* START Input records *

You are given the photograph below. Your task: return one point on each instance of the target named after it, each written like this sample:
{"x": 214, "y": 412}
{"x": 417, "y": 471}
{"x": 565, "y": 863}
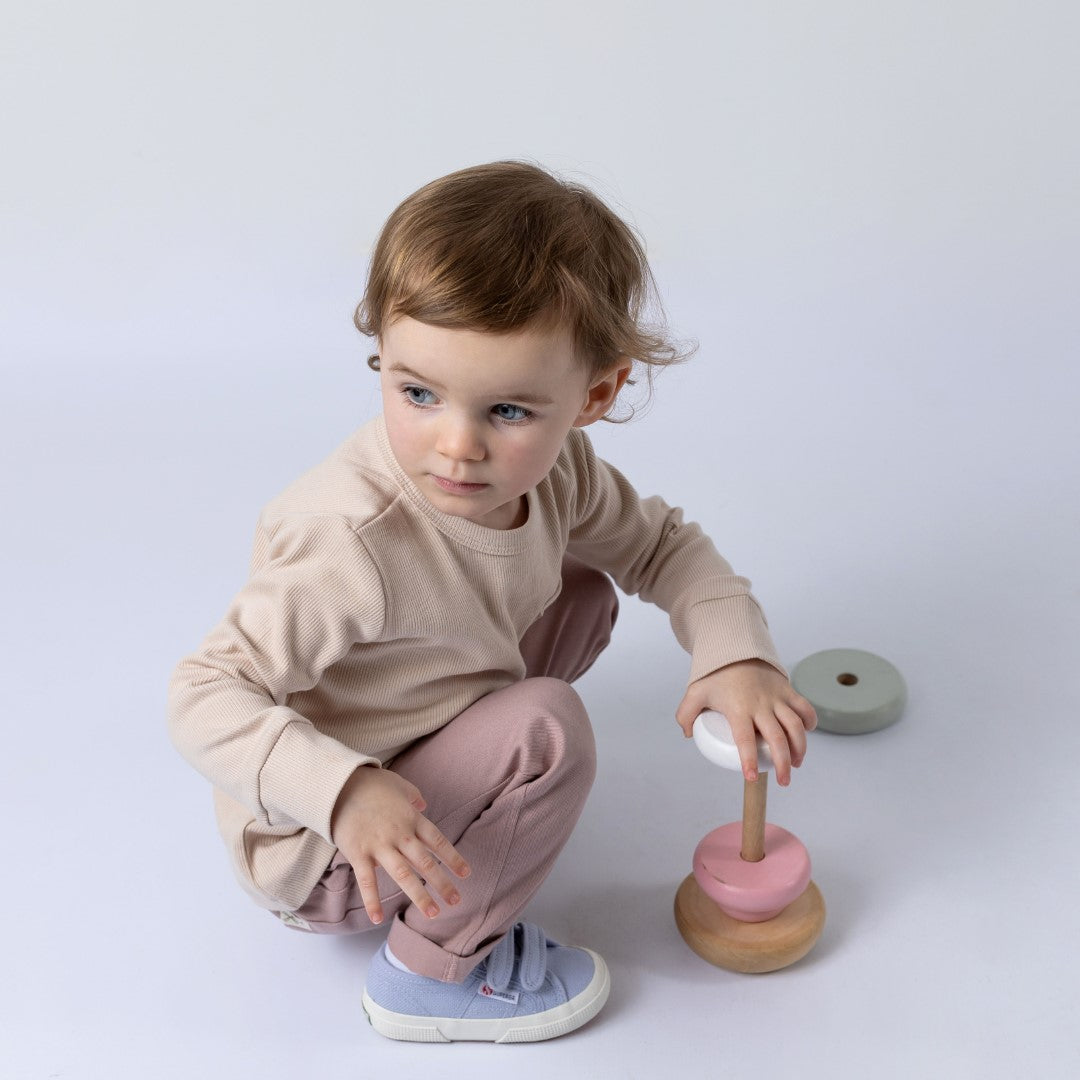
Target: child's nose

* END Input records *

Please write out every line of the records above word for word, leaving out the pictures.

> Response:
You are given the photograph below. Your task: return one point on each instance of the target named after it, each written like this sample:
{"x": 214, "y": 412}
{"x": 417, "y": 471}
{"x": 565, "y": 863}
Target: child's nose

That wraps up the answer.